WORK TO BE COMPLETED: Format the listing below as a two-column CSV with the headers "input" and "output". In each row, put one entry's text and its answer in their own quoted fields, turning line breaks into spaces. Begin at the line that contains "white sand, then" and stop after the line that contains "355, 0, 562, 151".

•••••

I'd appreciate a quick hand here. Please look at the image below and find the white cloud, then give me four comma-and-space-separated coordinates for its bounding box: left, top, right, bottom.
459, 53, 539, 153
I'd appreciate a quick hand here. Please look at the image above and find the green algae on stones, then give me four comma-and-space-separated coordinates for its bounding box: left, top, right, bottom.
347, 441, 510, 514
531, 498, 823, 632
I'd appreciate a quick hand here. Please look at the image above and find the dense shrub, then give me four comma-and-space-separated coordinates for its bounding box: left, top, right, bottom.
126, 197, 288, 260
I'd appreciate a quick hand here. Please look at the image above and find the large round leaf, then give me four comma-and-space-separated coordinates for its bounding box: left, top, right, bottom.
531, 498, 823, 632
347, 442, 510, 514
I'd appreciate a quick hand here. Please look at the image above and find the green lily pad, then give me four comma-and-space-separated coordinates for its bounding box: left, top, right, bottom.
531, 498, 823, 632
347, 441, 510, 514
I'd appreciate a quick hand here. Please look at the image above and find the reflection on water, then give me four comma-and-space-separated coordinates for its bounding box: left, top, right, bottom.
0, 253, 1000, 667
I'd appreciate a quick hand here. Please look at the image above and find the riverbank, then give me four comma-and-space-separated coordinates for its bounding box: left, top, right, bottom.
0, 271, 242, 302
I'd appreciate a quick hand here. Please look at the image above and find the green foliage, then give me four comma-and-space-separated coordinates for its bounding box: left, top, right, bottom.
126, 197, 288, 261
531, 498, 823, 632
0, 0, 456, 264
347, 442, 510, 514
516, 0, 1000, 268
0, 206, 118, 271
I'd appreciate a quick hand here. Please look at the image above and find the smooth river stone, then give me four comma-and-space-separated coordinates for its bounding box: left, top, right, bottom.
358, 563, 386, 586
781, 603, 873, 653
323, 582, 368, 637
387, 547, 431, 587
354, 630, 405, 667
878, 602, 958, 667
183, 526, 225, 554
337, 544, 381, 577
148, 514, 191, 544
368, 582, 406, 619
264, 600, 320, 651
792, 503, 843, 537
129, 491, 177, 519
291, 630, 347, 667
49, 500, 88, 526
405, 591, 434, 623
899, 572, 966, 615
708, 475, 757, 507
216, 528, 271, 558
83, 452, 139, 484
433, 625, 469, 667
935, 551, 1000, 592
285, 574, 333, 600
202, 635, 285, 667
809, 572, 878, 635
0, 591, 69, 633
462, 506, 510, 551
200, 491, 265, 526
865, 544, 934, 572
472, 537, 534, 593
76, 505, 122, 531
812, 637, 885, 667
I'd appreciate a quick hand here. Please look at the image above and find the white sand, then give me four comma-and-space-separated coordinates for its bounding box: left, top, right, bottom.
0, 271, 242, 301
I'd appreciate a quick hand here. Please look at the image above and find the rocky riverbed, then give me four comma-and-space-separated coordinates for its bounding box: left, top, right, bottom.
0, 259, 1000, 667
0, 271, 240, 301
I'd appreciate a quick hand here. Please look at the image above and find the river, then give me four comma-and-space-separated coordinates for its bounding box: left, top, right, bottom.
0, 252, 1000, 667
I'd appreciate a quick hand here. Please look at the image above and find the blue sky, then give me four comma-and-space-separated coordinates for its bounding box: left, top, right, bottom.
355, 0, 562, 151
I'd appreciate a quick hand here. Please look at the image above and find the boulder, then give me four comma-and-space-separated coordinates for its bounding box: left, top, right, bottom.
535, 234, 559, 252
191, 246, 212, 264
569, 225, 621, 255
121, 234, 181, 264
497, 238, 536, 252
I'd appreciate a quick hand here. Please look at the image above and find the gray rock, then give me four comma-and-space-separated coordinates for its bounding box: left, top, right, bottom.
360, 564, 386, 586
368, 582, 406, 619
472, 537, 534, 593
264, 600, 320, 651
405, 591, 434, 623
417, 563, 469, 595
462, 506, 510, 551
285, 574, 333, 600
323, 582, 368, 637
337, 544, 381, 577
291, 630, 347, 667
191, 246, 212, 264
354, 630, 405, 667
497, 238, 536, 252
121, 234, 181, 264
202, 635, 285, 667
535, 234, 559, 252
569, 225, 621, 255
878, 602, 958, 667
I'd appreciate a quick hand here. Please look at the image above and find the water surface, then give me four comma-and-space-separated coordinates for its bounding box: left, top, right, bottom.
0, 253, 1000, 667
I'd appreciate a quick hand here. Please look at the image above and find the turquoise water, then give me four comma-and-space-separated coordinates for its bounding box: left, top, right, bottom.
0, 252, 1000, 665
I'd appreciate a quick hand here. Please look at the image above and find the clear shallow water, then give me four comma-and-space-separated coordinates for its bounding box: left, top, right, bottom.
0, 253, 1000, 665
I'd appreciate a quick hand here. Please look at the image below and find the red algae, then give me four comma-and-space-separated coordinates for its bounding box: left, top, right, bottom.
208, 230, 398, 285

•••••

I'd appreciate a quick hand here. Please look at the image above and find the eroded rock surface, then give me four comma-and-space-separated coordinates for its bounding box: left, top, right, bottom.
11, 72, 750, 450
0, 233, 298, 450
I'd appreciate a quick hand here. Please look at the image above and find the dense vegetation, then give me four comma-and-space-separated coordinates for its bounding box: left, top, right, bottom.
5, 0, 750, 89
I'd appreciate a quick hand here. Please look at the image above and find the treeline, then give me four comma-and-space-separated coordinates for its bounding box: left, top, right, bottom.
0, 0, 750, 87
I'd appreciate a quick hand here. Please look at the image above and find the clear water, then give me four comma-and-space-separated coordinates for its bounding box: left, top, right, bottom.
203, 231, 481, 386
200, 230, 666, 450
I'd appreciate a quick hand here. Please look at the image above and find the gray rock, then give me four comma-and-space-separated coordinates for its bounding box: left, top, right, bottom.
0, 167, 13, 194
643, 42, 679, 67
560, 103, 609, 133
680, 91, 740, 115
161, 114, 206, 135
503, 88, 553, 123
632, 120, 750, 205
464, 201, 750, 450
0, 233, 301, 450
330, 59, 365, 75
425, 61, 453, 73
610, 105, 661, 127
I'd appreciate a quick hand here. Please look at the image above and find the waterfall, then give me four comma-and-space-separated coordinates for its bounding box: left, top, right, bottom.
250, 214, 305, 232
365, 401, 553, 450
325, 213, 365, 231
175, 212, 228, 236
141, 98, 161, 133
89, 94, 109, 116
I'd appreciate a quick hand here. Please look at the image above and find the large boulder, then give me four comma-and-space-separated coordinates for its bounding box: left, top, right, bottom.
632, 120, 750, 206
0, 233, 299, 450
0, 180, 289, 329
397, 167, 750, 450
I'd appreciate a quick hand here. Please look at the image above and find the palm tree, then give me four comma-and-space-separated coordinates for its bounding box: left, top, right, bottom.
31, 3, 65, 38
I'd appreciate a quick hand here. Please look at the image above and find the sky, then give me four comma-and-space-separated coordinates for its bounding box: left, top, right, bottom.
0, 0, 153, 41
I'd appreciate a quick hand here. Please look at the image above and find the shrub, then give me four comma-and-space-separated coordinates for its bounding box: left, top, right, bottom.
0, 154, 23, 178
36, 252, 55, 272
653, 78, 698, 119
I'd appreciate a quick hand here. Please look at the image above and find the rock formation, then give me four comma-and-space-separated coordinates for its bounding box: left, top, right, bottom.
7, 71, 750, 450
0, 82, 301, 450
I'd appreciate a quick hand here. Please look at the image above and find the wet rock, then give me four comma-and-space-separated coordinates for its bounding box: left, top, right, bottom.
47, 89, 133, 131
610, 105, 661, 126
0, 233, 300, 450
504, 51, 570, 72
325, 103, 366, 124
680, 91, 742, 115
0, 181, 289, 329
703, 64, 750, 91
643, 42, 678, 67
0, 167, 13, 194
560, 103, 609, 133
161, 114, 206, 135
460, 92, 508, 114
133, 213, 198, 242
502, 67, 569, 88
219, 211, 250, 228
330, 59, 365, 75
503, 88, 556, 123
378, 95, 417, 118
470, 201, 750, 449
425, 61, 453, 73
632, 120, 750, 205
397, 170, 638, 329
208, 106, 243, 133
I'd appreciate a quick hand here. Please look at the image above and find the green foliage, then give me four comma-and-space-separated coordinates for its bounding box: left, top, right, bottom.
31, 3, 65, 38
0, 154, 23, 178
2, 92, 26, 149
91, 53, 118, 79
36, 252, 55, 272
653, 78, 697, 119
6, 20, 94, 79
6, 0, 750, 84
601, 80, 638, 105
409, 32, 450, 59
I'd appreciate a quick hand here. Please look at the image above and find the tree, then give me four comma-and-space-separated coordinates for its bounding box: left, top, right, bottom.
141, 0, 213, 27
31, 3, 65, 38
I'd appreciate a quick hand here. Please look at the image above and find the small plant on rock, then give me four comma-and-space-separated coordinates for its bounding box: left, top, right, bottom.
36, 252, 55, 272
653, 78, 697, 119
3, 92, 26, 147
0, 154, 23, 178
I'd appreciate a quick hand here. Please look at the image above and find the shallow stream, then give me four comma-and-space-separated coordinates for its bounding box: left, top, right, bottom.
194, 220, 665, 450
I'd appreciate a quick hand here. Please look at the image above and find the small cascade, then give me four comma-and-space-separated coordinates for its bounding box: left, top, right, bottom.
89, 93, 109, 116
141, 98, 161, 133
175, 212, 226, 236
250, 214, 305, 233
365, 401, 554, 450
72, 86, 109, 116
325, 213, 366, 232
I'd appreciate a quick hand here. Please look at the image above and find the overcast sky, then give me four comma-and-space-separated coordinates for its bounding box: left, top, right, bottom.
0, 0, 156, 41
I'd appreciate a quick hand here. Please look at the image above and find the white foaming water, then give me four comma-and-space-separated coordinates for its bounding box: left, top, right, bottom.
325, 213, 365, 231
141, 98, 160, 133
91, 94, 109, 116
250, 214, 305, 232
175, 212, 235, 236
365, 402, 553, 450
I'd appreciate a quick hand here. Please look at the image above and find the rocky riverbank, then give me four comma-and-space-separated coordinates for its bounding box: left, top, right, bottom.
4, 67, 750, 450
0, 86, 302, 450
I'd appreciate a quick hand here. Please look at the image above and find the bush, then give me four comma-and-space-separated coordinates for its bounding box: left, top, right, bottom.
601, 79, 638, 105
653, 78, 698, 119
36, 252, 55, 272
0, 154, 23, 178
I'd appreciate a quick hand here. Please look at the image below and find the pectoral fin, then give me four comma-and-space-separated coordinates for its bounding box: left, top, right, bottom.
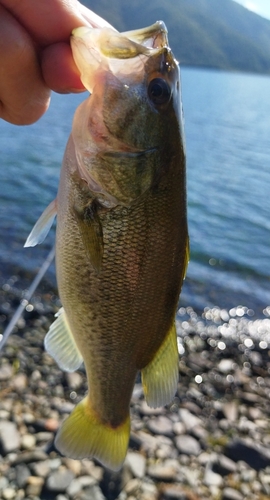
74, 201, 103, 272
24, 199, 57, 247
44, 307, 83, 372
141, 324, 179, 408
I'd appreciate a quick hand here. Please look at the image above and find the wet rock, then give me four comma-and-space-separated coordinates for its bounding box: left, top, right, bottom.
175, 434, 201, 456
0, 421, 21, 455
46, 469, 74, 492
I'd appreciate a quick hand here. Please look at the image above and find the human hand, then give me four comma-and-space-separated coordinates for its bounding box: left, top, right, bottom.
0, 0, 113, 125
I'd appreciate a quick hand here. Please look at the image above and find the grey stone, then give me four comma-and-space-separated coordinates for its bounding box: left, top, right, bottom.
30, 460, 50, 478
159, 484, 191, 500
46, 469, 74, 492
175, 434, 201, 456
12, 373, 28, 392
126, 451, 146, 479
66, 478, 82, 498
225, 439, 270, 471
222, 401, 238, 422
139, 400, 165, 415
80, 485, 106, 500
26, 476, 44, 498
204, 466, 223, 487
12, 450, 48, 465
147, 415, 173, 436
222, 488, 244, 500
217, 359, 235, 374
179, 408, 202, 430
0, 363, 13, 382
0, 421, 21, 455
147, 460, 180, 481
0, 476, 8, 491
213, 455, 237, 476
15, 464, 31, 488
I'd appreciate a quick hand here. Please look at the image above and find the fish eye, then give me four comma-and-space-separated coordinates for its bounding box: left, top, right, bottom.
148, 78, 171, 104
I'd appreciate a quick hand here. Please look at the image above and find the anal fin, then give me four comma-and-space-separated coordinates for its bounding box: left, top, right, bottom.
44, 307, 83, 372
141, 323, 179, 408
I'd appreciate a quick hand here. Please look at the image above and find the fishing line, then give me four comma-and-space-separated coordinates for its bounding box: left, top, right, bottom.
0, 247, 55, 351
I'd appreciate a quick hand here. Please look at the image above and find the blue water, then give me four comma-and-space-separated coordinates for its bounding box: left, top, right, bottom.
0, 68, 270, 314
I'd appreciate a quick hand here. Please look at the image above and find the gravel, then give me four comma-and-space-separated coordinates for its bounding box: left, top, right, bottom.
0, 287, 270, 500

•••••

RESPONSE TO THIS TASK:
input,output
"I'd appreciate a quick hand here. Please look at the image above and find the white sand, then give me four comma-and-space-separated coordinates for its bounding box: left, top, right, bottom.","0, 271, 242, 301"
"I'd appreciate a quick hand here. Please look at the image above and find the rocky riverbed, then give me four comma-and-space-separated coordinates for its bounding box: left, top, right, bottom.","0, 259, 1000, 667 0, 271, 240, 301"
"I'd appreciate a quick hand here. Please look at the image above and find the river, then give me four comma-and-space-separated coordinates for its bounding box: left, top, right, bottom.","0, 252, 1000, 667"
"I'd appreciate a quick hand here. Please look at the image above and find the blue sky, then give me four comma-and-space-separated coordinates for its bounding box: left, top, right, bottom.","355, 0, 562, 151"